### WRITTEN EXERCISE:
Reproduce the material exactly, omitting nothing.

### EXTRACTED RECORDS:
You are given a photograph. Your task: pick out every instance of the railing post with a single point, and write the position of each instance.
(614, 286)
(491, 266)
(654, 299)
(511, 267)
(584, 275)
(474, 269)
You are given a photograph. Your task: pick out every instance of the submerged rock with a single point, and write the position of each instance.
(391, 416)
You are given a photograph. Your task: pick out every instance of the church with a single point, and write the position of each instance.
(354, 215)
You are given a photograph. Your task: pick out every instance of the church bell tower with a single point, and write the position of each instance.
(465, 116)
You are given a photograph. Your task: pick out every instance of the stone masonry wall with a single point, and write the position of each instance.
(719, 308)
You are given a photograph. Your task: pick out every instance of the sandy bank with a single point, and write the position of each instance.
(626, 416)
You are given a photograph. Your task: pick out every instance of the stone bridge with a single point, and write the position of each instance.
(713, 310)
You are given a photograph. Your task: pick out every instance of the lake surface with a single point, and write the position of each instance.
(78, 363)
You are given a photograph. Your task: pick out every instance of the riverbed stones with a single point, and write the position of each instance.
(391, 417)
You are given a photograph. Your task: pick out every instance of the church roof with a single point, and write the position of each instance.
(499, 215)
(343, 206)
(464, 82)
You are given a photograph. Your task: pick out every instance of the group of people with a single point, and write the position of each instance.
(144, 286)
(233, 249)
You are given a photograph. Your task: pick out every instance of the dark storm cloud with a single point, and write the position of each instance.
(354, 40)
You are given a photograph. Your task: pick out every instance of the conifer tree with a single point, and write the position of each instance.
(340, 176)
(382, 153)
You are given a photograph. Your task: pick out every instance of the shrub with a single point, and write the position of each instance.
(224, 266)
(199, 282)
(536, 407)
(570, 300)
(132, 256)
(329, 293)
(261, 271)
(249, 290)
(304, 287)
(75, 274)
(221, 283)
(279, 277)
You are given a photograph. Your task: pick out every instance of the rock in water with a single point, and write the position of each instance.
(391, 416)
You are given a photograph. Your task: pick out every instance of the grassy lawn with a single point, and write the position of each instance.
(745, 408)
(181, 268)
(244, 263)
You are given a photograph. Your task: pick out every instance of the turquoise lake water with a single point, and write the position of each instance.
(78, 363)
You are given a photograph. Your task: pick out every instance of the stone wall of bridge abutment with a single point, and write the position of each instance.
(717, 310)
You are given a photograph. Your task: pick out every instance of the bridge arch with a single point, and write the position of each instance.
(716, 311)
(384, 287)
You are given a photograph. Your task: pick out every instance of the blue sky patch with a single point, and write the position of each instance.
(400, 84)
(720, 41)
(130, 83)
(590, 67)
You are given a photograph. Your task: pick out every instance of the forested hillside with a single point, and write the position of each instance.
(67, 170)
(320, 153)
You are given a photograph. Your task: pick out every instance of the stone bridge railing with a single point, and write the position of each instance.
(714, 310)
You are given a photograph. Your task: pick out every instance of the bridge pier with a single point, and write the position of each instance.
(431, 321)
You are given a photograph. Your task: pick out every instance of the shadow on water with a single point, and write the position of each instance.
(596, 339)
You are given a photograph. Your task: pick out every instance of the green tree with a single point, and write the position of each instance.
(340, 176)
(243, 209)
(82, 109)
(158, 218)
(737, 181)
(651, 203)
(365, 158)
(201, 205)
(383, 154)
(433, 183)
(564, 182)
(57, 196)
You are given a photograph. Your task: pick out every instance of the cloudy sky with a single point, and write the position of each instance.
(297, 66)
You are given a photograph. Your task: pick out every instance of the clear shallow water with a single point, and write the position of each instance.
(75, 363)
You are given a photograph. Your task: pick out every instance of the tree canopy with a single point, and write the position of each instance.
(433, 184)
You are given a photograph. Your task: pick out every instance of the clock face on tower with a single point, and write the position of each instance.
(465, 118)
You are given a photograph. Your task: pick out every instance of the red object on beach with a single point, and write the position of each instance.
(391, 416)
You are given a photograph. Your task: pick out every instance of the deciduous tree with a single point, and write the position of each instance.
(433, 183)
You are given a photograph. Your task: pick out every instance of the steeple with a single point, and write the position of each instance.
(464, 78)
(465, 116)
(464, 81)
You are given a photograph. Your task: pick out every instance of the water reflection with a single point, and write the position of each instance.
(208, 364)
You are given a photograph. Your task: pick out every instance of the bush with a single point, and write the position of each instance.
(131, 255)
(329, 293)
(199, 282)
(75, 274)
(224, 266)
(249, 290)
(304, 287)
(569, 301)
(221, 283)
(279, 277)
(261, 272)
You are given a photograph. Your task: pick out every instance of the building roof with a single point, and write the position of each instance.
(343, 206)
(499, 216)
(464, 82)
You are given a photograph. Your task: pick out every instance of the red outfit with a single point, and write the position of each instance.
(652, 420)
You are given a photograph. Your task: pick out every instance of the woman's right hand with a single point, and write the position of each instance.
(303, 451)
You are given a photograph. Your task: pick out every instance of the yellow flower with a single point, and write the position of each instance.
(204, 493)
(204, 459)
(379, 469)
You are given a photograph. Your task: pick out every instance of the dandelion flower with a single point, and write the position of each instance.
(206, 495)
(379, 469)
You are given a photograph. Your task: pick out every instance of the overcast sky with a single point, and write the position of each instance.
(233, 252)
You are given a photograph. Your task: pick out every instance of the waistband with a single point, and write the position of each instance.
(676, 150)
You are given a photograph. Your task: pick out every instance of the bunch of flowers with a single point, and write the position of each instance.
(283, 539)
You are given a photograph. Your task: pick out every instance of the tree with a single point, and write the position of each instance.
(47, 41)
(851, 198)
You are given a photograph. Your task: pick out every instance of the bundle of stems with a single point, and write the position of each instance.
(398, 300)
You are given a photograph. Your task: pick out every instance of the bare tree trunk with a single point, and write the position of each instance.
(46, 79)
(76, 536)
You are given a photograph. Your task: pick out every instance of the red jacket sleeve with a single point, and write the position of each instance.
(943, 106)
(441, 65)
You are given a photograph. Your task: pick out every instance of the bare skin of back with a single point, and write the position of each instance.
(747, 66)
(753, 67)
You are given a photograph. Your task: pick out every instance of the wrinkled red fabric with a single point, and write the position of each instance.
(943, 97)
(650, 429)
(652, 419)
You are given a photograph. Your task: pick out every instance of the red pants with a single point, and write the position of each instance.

### SOLUTION BELOW:
You are given a photograph. Your task: pick out every instance of the railing post with a single point, and write the position of each instance.
(614, 286)
(491, 266)
(654, 299)
(511, 267)
(584, 275)
(474, 269)
You are given a photograph. Your task: pick out every instance of the submerged rock with a single point, and write the position of each instance.
(391, 416)
You are given a photograph. Your task: pick out every instance of the church with a single point, and write the position of each instance.
(354, 215)
You are given a photograph. Your task: pick out every instance of the church bell tower with a single point, and write the position of each instance.
(465, 116)
You are given a photograph. Your task: pick out every instance of the stone masonry wall with a single point, and write the position of each instance.
(719, 308)
You are given a photograph. Your task: pick out every instance of the sandy bank with a single point, and write the position of each instance.
(626, 416)
You are given a photograph. Your task: pick out every instance of the stone bridge with a single point, and write the position of each instance.
(713, 310)
You are given a photograph. Your task: pick out every instance of the lake surface with a single point, and write the position of each instance.
(78, 363)
You are given a photograph. Your task: pick out every instance of the riverbed stones with a single point, and write the position of each instance.
(391, 417)
You are given a photograph. Your task: pick out every instance of the church roof with a single point, and write the position of each instance.
(499, 215)
(343, 206)
(464, 82)
You are given a photograph. Your task: pick out every instance of the group of people with a single point, and write the position of each instance.
(144, 286)
(233, 249)
You are given a photograph. Your task: pick out every instance of the dark storm cloud with a single point, and write the position of each instance.
(354, 40)
You are given a photograph. Your task: pick out every instance of the conifer tree with a single point, and write the position of each instance.
(340, 176)
(382, 153)
You are given a photograph. Your task: pick out every instance of the shrub with a single point, and write the position of each instance.
(224, 266)
(199, 282)
(536, 407)
(570, 300)
(132, 256)
(329, 293)
(261, 271)
(249, 290)
(304, 287)
(75, 274)
(221, 283)
(279, 277)
You are given a photograph. Your task: pick out every instance of the rock in water with a single point, and write the position of each instance.
(391, 416)
You are given a photograph. Your task: pick out every instance of the grassy lawn with a single point, and write the position of each instance.
(745, 408)
(181, 268)
(244, 263)
You are given a photograph. Your task: pick out every instance of the turquoise lake water with a single point, and write the position of each instance.
(78, 363)
You are given a photograph. Your task: pick out every instance of the stone wall of bridge abutment with a single point, and write the position of each instance.
(717, 310)
You are given a photograph. Your task: pick out every instance of the bridge arch with a single point, and write the position of each instance.
(716, 311)
(384, 287)
You are given a photograph. Your task: pick out every instance of the blue sky patch with a single point, and write the position of each instance.
(400, 84)
(720, 41)
(130, 83)
(590, 67)
You are given a photograph. Your task: pick out every instance of the forested hillside with a single point, and write the position of each instance.
(67, 170)
(320, 153)
You are given a photograph. Your task: pick out every instance of the stone bridge railing with a single point, and write the position of each instance.
(714, 310)
You are given a photograph. Your task: pick out every instance of the bridge pier with a single point, and write the position of each instance.
(431, 321)
You are given a photograph. Your task: pick out every instance of the shadow on water with a single point, and write the position of each instance.
(596, 339)
You are given a photograph. Your task: pick out every instance of the green tree with a single point, and write the position of each instance.
(340, 176)
(243, 209)
(82, 109)
(158, 218)
(737, 181)
(651, 203)
(365, 158)
(201, 205)
(383, 154)
(433, 183)
(564, 182)
(57, 196)
You are given a photograph. Your task: pick out every instance of the cloudy sky with a single point, and write the position of each instance.
(297, 66)
You are given a photograph. Your task: pick out every instance of the clear shallow water with a single point, and write the position of each instance.
(75, 363)
You are given a photograph. Your task: pick out every instance of the tree canopy with a single point, and write the position of each instance.
(433, 184)
You are given a photograph. Your task: pick out every instance of the clock face on tower with a single point, and write the position of each instance.
(465, 118)
You are given a photograph. Your task: pick out every instance of the red object on beach with a single point, and write the position of each instance.
(391, 416)
You are given a photograph. Your task: pick out every instance of the deciduous tree with a single point, and write the position of each instance.
(433, 183)
You are given a photograph. Your task: pick out every instance of the steeple with a single point, and write the position of each instance.
(464, 78)
(465, 116)
(464, 81)
You are given a photograph. Your task: pick out every instance of the water reflection with a single point, and write the position of each instance.
(208, 364)
You are given a photograph. Your task: pick out every instance of the bush with a single point, and write the position of each instance.
(131, 255)
(329, 293)
(199, 282)
(75, 274)
(224, 266)
(249, 290)
(304, 287)
(569, 301)
(221, 283)
(279, 277)
(261, 272)
You are given a photograph. Your task: pick out every instance of the building roof with a single point, and write the position of each instance.
(343, 206)
(499, 216)
(464, 82)
You are given a photograph. Your task: pick out every instance of the red outfit with a single point, and write the position of each instance.
(652, 420)
You are given a photograph. Your task: pick out every instance of the woman's right hand with a single point, and write the position of each instance.
(303, 451)
You are given a photograph. Your task: pick out every instance of the yellow flower with a single point, and write the position of each instance.
(204, 493)
(204, 459)
(379, 469)
You are given a photograph. Your task: pick out every instance of the dandelion flower with a single point, and write the position of each instance.
(206, 495)
(379, 469)
You are given a photograph. Your task: pick out every instance of the overcast sky with a single point, and write the position of each instance.
(233, 252)
You are given a photograph. Your task: pick out every instance of the waistband with a single point, and write the position of each instance.
(676, 150)
You are given a photograph. Your task: pick out every instance of the bunch of flowers with a single point, and write the position of each instance.
(283, 539)
You are given a photograph. Your task: pick out every instance of the tree with a single point, and write the position of each instance.
(47, 41)
(851, 198)
You are given a photograph. Your task: pick out every instance of the bundle of stems with a single point, and write the position of each instance.
(398, 300)
You are given a photograph. Your task: pick out every instance of the bare tree trunk with a single point, and write the position of each instance.
(46, 79)
(76, 536)
You are given a photograph. Your task: pick out every instance of the red jacket sleeve with a single point, and write the position of each instance.
(943, 106)
(441, 65)
You are given a photograph. Your task: pick out every instance of the bare skin of back with a single point, and write the position of each instance.
(747, 66)
(753, 67)
You are given a photograph. Your task: pick out every instance of the wrinkled red fabric with a single point, and write the position of each instance.
(943, 97)
(650, 429)
(652, 419)
You are given a photograph. Your task: pick out every instance of the red pants with a single point, and write the position of each instance.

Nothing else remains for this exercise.